### Given request:
Reproduce verbatim the final portion of the material below, from the line containing "the blurred spectator" through its last line, and nothing else.

### Data listing:

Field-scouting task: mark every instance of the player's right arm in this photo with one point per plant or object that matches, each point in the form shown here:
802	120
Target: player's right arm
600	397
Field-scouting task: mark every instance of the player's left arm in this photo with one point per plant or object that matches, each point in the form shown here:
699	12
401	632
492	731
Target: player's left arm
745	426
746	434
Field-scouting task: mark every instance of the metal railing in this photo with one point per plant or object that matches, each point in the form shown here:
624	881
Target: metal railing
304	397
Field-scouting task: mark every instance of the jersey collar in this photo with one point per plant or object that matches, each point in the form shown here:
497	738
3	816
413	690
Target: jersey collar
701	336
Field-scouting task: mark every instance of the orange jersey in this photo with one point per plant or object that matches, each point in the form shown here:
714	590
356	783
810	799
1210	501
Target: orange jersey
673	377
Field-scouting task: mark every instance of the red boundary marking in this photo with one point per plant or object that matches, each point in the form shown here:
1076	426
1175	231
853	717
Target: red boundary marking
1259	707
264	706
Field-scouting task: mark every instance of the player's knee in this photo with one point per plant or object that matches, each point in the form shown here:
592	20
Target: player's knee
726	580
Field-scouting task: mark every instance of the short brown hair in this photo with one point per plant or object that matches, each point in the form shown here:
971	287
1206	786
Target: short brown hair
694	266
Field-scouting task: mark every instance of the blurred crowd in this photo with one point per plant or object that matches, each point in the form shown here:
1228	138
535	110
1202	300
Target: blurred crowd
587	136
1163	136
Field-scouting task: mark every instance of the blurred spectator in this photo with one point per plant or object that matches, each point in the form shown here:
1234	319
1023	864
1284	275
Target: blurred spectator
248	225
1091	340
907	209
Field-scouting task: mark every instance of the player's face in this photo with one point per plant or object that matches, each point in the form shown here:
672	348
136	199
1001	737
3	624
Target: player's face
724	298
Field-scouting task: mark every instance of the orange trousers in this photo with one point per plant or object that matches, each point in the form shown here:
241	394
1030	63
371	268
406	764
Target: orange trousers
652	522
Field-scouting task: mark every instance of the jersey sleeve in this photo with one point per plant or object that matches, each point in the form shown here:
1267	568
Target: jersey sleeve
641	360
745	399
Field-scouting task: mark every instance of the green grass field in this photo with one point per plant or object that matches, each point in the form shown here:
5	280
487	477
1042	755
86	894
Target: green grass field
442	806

### Solution for this task:
Field-scouting task: mark every instance of the blurred spectator in this photo with one point per plant or object that matches, each point in the form shown here:
1234	319
1023	864
1284	275
Target: blurred spectator
248	225
1091	340
907	209
Field-scouting task: mark every instance of the player's face in this photo with one point per plant or object that matches, each point in the form shown here:
672	348
136	199
1001	737
3	624
Target: player's face
724	298
Field-scouting task: mark every instance of the orange trousers in this photo with one point per plant or object that matches, each point in the form shown here:
241	394
1030	63
371	268
406	764
Target: orange trousers
652	522
Field-scouting task: mark every instance of the jersey sleeve in this photo with one point per plant or object that matches, each point in the form shown here:
1267	568
Target: jersey sleeve
641	360
745	399
Field-scouting task: mark every instance of the green grass field in this photo with one point per plant or object that matches, each point in the form shown here:
5	280
487	477
1042	755
86	894
Target: green grass field
442	806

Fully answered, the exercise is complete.